-- START OF PROVIDED MATERIAL --

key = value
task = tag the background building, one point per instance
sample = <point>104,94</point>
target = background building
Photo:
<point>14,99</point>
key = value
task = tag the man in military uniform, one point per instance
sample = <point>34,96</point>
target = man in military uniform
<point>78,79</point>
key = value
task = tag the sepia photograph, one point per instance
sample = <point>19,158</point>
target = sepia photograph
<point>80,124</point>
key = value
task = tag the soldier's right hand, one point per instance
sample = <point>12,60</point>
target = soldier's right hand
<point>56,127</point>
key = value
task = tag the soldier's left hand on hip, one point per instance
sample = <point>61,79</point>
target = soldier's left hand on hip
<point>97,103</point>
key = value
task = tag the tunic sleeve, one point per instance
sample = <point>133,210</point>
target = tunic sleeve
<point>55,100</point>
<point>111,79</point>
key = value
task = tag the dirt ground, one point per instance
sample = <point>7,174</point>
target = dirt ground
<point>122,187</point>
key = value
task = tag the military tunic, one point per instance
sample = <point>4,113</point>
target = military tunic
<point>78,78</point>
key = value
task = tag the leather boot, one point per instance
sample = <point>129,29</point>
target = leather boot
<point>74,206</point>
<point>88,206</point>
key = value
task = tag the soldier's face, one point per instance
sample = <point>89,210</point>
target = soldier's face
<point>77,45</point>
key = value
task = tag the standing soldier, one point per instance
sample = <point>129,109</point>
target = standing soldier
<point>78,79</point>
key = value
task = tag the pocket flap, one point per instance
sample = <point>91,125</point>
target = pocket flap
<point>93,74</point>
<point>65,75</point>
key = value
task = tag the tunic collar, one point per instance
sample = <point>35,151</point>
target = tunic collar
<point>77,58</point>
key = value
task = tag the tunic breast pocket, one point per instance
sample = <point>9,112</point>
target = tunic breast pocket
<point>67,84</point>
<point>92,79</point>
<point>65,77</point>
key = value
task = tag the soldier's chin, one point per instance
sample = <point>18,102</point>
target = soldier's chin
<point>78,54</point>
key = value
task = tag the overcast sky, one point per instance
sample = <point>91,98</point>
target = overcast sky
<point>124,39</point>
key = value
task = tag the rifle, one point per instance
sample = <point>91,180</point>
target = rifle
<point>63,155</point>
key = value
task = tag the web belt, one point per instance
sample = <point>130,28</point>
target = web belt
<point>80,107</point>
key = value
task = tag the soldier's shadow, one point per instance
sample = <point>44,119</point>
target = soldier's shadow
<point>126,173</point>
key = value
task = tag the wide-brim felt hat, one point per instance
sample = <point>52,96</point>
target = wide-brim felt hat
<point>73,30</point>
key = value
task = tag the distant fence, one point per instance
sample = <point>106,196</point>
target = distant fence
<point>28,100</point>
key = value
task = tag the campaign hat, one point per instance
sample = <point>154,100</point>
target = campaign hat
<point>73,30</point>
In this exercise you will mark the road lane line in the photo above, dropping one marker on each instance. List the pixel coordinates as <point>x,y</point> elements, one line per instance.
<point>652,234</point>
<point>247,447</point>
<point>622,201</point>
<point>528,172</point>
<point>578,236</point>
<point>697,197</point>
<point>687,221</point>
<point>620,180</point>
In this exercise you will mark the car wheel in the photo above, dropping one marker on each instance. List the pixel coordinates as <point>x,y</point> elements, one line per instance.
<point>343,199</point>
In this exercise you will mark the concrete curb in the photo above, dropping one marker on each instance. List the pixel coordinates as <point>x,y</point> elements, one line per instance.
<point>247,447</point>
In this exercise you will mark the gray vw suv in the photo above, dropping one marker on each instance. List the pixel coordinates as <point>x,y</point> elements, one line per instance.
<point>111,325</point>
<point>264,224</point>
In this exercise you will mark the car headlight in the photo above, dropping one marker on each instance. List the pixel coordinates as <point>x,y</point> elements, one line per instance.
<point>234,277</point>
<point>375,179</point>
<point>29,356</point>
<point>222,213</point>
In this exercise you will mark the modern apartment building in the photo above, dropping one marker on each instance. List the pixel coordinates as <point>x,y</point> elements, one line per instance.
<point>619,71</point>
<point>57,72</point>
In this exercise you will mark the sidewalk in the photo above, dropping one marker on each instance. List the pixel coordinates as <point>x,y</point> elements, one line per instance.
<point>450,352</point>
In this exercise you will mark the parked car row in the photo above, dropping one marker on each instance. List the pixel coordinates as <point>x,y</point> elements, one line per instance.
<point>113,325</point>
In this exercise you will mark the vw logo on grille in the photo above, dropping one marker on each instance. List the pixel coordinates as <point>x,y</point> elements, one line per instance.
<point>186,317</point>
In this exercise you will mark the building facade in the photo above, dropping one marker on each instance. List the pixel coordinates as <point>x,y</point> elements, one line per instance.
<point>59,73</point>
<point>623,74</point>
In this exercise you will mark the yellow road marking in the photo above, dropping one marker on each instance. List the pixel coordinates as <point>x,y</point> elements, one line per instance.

-- END OF PROVIDED MATERIAL --

SHORT EXERCISE -> Render the lines above as a Markdown table with two columns, Number and Line, giving each line its row number and omitting blank lines.

SOLUTION ->
| Number | Line |
|---|---|
| 1 | key = value |
| 2 | task = tag the background building, one point per instance |
| 3 | sample = <point>104,94</point> |
| 4 | target = background building |
| 5 | Photo: |
| 6 | <point>14,99</point> |
| 7 | key = value |
| 8 | task = tag the man in military uniform, one point per instance |
| 9 | sample = <point>34,96</point> |
| 10 | target = man in military uniform |
| 11 | <point>78,79</point> |
| 12 | key = value |
| 13 | task = tag the sepia photograph, one point per instance |
| 14 | sample = <point>19,158</point> |
| 15 | target = sepia photograph |
| 16 | <point>80,124</point> |
| 17 | key = value |
| 18 | task = tag the soldier's right hand, one point per instance |
| 19 | sample = <point>12,60</point> |
| 20 | target = soldier's right hand |
| 21 | <point>56,127</point> |
| 22 | key = value |
| 23 | task = tag the soldier's left hand on hip, one point per instance |
| 24 | sample = <point>61,79</point> |
| 25 | target = soldier's left hand on hip |
| 26 | <point>97,103</point> |
| 27 | key = value |
| 28 | task = tag the tunic sleeve, one point per instance |
| 29 | sample = <point>133,210</point> |
| 30 | target = tunic sleeve |
| 31 | <point>55,100</point> |
| 32 | <point>111,79</point> |
| 33 | key = value |
| 34 | task = tag the dirt ground, one point per instance |
| 35 | sample = <point>7,174</point> |
| 36 | target = dirt ground |
| 37 | <point>122,187</point> |
| 38 | key = value |
| 39 | task = tag the military tunic, one point per instance |
| 40 | sample = <point>4,113</point> |
| 41 | target = military tunic |
| 42 | <point>78,78</point> |
| 43 | key = value |
| 44 | task = tag the leather boot, one point per instance |
| 45 | sample = <point>129,29</point> |
| 46 | target = leather boot |
| 47 | <point>74,206</point> |
| 48 | <point>88,206</point> |
| 49 | key = value |
| 50 | task = tag the soldier's face, one point per instance |
| 51 | sample = <point>89,210</point> |
| 52 | target = soldier's face |
| 53 | <point>77,45</point> |
| 54 | key = value |
| 55 | task = tag the standing soldier, one point per instance |
| 56 | sample = <point>129,109</point> |
| 57 | target = standing soldier |
| 58 | <point>78,79</point> |
| 59 | key = value |
| 60 | task = tag the pocket flap, one point per instance |
| 61 | sample = <point>91,125</point> |
| 62 | target = pocket flap |
| 63 | <point>93,74</point> |
| 64 | <point>65,75</point> |
| 65 | key = value |
| 66 | task = tag the tunic collar, one point per instance |
| 67 | sample = <point>35,151</point> |
| 68 | target = tunic collar |
| 69 | <point>77,58</point> |
| 70 | key = value |
| 71 | task = tag the tunic breast pocket, one point per instance |
| 72 | sample = <point>9,112</point> |
| 73 | target = tunic breast pocket |
| 74 | <point>67,84</point> |
| 75 | <point>92,79</point> |
| 76 | <point>65,77</point> |
| 77 | key = value |
| 78 | task = tag the soldier's chin, one point per instance |
| 79 | sample = <point>18,102</point> |
| 80 | target = soldier's chin |
| 81 | <point>78,54</point> |
| 82 | key = value |
| 83 | task = tag the overcast sky, one point per instance |
| 84 | sample = <point>91,98</point> |
| 85 | target = overcast sky |
| 86 | <point>124,39</point> |
| 87 | key = value |
| 88 | task = tag the rifle, one point per instance |
| 89 | sample = <point>91,180</point> |
| 90 | target = rifle |
| 91 | <point>63,155</point> |
| 92 | key = value |
| 93 | task = tag the web belt, one point per instance |
| 94 | sample = <point>130,28</point> |
| 95 | target = web belt |
| 96 | <point>80,107</point> |
| 97 | key = value |
| 98 | task = tag the soldier's shadow, one point per instance |
| 99 | sample = <point>44,119</point> |
| 100 | target = soldier's shadow |
| 101 | <point>126,173</point> |
| 102 | key = value |
| 103 | task = tag the wide-brim felt hat, one point per instance |
| 104 | sample = <point>52,96</point> |
| 105 | target = wide-brim felt hat |
| 106 | <point>73,30</point> |
| 107 | key = value |
| 108 | task = tag the distant fence, one point per instance |
| 109 | sample = <point>106,196</point> |
| 110 | target = distant fence |
| 111 | <point>28,100</point> |
| 112 | key = value |
| 113 | task = tag the campaign hat, one point per instance |
| 114 | sample = <point>154,100</point> |
| 115 | target = campaign hat |
| 116 | <point>73,30</point> |
| 117 | In this exercise you will mark the road lane line in the photo above, dropping one marker on each instance. List the pixel coordinates as <point>x,y</point> elements, one line per instance. |
| 118 | <point>652,234</point> |
| 119 | <point>247,447</point> |
| 120 | <point>622,201</point> |
| 121 | <point>528,172</point> |
| 122 | <point>578,236</point> |
| 123 | <point>697,197</point> |
| 124 | <point>687,221</point> |
| 125 | <point>620,180</point> |
| 126 | In this exercise you will mark the car wheel in the photo above, dropping one marker on each instance. List the pixel coordinates as <point>x,y</point> elements, one line per instance. |
| 127 | <point>343,199</point> |
| 128 | In this exercise you will mark the concrete curb in the photo above, dropping one marker on each instance. List the pixel coordinates as <point>x,y</point> elements, one line per instance. |
| 129 | <point>247,447</point> |
| 130 | In this exercise you will mark the gray vw suv in the photo above, dropping one marker on each instance. List the pixel coordinates as <point>x,y</point> elements, one line per instance. |
| 131 | <point>111,325</point> |
| 132 | <point>264,224</point> |
| 133 | In this exercise you will mark the car headlight in the photo above, dropping one marker on each instance. List the pixel coordinates as <point>x,y</point> elements, one line per instance. |
| 134 | <point>234,277</point> |
| 135 | <point>375,179</point> |
| 136 | <point>29,356</point> |
| 137 | <point>222,213</point> |
| 138 | In this exercise you will mark the modern apartment building in the photo above, dropping one marker on each instance. List the pixel coordinates as <point>x,y</point> elements, one line per instance. |
| 139 | <point>619,71</point> |
| 140 | <point>57,72</point> |
| 141 | In this exercise you will mark the sidewalk in the photo above, dropping one marker on each instance. List the pixel coordinates as <point>x,y</point> elements, one line per instance. |
| 142 | <point>450,352</point> |
| 143 | In this exercise you will mark the parked car row in the photo above, dropping one marker on each instance. List the pixel coordinates as <point>x,y</point> elements, one line per instance. |
| 144 | <point>113,325</point> |
| 145 | In this exercise you will mark the vw logo on grille in the photo above, dropping one marker on each instance. List the pixel coordinates as <point>x,y</point> elements, one line per instance. |
| 146 | <point>186,317</point> |
| 147 | In this exercise you will mark the building facade in the photo above, dropping one marker on each instance. List the pixel coordinates as <point>x,y</point> elements, one line per instance. |
| 148 | <point>59,73</point> |
| 149 | <point>623,74</point> |
| 150 | In this exercise you will mark the yellow road marking in the photo above, dropping one marker on each instance. List the pixel coordinates as <point>x,y</point> elements, one line per instance. |